- WORK INSTRUCTION: Please output the lines from the one with "Target: green lawn" through the end of the data exactly as written, omitting all pictures.

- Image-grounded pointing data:
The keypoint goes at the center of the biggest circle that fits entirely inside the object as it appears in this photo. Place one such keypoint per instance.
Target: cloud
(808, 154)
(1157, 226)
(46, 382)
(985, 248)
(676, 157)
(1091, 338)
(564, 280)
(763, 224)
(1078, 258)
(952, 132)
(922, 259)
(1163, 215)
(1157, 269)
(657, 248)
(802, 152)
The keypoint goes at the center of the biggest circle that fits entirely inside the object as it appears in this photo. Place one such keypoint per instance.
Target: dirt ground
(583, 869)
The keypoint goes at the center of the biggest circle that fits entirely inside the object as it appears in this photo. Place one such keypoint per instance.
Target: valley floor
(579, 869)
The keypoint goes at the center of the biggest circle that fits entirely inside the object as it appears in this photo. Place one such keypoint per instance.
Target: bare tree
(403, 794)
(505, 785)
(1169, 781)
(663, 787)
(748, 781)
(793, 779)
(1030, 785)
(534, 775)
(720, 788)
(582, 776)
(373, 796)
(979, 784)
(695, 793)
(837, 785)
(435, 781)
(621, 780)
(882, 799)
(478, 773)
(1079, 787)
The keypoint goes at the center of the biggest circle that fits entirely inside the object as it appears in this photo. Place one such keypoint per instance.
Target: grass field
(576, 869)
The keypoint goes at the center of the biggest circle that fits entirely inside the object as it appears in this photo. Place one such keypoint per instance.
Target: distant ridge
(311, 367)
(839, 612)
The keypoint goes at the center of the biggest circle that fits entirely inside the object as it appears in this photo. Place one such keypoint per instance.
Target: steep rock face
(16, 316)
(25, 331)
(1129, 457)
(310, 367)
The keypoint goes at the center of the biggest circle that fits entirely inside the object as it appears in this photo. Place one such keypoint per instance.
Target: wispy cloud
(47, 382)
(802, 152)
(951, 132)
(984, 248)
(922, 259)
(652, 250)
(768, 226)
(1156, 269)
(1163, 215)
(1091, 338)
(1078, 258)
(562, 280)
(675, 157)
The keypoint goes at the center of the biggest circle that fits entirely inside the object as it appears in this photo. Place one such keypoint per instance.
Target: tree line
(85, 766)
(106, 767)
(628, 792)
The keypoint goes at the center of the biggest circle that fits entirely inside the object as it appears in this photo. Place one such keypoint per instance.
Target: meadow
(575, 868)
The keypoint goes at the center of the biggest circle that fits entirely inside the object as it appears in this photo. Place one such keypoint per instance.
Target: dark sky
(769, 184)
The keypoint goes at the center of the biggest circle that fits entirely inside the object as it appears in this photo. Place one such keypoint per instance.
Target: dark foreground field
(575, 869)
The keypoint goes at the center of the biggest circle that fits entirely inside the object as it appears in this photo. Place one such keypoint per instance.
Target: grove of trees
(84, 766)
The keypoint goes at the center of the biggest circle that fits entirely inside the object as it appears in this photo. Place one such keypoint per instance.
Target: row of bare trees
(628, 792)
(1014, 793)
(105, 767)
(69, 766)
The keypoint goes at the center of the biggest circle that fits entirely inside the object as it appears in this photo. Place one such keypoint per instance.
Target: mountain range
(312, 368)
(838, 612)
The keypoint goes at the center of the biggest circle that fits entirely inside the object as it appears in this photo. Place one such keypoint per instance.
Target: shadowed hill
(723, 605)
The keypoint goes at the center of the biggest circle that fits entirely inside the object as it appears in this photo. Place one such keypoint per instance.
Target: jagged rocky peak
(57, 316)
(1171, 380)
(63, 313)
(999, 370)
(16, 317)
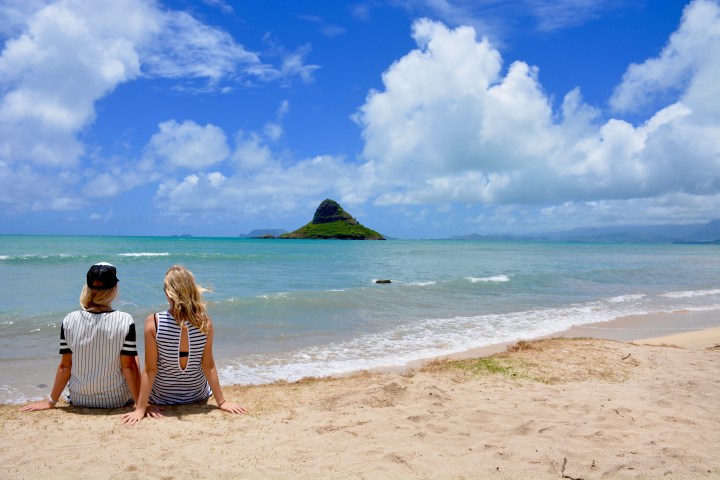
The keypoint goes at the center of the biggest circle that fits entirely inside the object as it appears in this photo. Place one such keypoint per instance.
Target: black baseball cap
(102, 276)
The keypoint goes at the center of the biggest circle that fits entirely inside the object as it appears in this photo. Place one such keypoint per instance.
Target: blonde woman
(99, 363)
(179, 364)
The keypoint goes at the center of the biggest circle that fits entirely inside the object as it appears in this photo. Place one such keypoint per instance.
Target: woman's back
(173, 384)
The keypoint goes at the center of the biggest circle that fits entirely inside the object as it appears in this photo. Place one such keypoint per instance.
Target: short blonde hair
(97, 299)
(186, 298)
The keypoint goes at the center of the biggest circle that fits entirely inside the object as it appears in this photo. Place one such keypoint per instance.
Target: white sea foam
(496, 278)
(626, 298)
(423, 339)
(691, 293)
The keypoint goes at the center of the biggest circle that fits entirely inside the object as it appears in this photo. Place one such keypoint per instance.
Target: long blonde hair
(94, 299)
(186, 302)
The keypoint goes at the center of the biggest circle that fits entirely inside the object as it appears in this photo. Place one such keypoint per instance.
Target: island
(332, 222)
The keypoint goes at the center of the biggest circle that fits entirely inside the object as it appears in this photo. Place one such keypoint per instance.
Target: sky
(422, 118)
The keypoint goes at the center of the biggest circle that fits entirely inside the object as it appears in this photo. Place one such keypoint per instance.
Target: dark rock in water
(332, 222)
(330, 211)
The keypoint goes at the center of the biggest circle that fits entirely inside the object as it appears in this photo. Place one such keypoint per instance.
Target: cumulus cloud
(62, 56)
(687, 65)
(451, 126)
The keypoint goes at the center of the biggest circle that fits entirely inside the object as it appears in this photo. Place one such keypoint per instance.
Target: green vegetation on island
(332, 222)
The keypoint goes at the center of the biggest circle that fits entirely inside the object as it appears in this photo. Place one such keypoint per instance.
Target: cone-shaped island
(331, 221)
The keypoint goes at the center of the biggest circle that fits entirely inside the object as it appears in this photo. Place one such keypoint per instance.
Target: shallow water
(285, 309)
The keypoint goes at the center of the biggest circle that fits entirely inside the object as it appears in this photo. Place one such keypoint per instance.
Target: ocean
(286, 309)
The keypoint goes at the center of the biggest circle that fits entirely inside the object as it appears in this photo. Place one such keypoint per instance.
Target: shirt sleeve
(129, 346)
(63, 343)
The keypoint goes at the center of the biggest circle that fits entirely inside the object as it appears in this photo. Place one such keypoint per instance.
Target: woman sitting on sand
(99, 361)
(179, 364)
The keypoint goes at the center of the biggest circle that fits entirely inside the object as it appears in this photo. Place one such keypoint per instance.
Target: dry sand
(552, 408)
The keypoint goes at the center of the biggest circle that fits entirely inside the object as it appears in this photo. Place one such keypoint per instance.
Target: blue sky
(423, 118)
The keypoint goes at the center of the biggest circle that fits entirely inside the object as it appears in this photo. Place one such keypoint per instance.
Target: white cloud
(450, 127)
(688, 63)
(188, 145)
(63, 56)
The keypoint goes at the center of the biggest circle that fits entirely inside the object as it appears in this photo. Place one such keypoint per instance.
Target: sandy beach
(560, 407)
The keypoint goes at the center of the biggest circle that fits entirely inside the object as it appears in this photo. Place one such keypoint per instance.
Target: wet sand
(552, 408)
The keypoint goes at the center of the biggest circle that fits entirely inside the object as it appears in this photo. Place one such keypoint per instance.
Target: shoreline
(656, 326)
(557, 407)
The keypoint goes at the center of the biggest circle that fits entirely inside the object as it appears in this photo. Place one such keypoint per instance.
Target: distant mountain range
(263, 232)
(696, 233)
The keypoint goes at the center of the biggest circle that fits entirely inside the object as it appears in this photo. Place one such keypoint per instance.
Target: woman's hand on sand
(133, 417)
(44, 405)
(153, 411)
(232, 407)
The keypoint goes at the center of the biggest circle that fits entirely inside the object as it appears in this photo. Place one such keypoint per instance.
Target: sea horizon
(286, 310)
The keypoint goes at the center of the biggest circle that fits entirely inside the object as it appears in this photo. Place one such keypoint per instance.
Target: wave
(691, 293)
(496, 278)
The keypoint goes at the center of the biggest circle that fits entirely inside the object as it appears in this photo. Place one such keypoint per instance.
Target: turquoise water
(285, 309)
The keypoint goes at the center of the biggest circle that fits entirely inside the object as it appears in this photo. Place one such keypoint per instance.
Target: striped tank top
(96, 341)
(173, 385)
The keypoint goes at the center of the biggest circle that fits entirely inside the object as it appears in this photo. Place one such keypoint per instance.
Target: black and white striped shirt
(173, 385)
(96, 341)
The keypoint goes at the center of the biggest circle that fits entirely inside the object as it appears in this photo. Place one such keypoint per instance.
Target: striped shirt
(173, 385)
(96, 341)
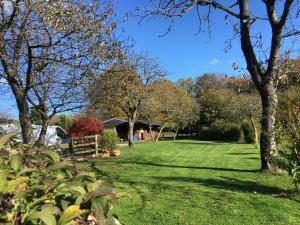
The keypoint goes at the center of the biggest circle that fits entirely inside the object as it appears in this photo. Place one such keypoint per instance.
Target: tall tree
(187, 84)
(264, 71)
(34, 34)
(124, 85)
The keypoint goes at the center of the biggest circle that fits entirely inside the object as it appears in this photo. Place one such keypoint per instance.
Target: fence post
(71, 149)
(96, 144)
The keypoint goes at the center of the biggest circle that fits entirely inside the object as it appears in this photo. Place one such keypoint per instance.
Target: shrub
(248, 133)
(220, 131)
(36, 187)
(85, 126)
(109, 140)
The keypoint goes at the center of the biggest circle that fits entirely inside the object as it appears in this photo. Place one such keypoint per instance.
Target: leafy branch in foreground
(40, 188)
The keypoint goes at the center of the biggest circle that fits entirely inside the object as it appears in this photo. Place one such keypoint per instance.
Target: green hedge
(248, 132)
(109, 140)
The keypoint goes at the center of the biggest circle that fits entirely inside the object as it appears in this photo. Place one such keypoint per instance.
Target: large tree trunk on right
(255, 131)
(175, 134)
(43, 132)
(26, 125)
(160, 131)
(267, 138)
(150, 130)
(130, 132)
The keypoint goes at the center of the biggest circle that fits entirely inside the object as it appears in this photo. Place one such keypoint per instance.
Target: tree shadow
(188, 167)
(243, 153)
(203, 143)
(232, 184)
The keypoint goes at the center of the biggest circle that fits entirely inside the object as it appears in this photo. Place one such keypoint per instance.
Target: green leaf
(3, 181)
(70, 214)
(64, 204)
(98, 209)
(62, 165)
(44, 216)
(12, 185)
(26, 171)
(52, 156)
(16, 162)
(86, 176)
(112, 221)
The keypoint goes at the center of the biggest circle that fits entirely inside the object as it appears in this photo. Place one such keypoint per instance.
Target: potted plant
(109, 143)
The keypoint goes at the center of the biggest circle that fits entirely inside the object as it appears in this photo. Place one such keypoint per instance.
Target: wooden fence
(87, 145)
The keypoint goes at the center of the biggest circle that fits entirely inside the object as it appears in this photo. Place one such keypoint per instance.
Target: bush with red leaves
(85, 126)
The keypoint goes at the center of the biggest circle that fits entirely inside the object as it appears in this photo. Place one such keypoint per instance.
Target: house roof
(117, 121)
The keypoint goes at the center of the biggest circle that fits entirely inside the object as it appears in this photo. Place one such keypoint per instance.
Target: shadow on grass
(195, 142)
(185, 167)
(243, 153)
(228, 183)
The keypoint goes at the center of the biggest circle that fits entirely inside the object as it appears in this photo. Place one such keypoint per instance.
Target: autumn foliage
(85, 126)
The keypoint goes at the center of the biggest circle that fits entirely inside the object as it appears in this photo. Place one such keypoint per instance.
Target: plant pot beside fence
(116, 152)
(105, 154)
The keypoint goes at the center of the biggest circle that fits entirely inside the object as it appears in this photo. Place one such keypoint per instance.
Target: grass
(196, 182)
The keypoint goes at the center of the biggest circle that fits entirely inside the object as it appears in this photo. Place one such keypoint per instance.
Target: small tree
(124, 85)
(85, 126)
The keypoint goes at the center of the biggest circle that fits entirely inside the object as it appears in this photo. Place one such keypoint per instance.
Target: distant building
(141, 128)
(8, 127)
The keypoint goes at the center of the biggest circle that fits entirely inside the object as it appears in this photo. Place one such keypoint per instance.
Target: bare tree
(57, 89)
(264, 72)
(34, 34)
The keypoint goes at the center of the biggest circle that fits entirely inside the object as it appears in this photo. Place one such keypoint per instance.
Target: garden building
(141, 128)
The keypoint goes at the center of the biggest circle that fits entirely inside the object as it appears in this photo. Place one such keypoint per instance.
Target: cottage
(141, 128)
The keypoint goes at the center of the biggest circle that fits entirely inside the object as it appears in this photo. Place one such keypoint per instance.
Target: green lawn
(196, 182)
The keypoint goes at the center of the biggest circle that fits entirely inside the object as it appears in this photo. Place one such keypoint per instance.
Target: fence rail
(84, 145)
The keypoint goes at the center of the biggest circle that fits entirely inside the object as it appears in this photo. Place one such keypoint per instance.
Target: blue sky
(181, 52)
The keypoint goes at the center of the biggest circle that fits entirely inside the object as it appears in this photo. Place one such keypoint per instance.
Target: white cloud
(215, 61)
(230, 61)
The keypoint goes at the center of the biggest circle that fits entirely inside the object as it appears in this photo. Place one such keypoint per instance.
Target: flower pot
(115, 152)
(105, 154)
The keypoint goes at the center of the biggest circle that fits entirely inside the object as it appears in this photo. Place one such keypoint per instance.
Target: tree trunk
(267, 138)
(160, 131)
(43, 132)
(130, 132)
(175, 134)
(255, 131)
(150, 130)
(25, 123)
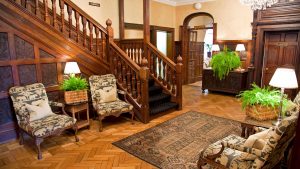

- RESULT OF THE TASK:
Target: green lawn
(196, 182)
The keypoint goes at the center of the biggest circle that fits entirely inside the object as it appears in this photo. Place one such keypoint per instance.
Target: fence rail
(84, 145)
The keypoint goes at the center of the biggest circle that fits entirely inside the object as it appears in this photo. Place one such keypoint per instance.
Target: blue sky
(181, 52)
The keypoint goes at the center of the biggest circle that fits entirely inside the object as it appears in this photo. Place one such keypoint per instance.
Target: white cloud
(215, 61)
(230, 61)
The keypoint goes at the center of the biggest circle that fits entirely inside the object as it appears in this photo. Place one such keypoint per instance.
Target: flower pot
(115, 152)
(105, 154)
The keypoint goes at the center of the biggest circle that fits entirely inside the object as it appears in this photo. Place one such keypoint per instance.
Target: tree trunk
(267, 138)
(160, 131)
(43, 132)
(130, 132)
(175, 134)
(255, 131)
(150, 130)
(25, 123)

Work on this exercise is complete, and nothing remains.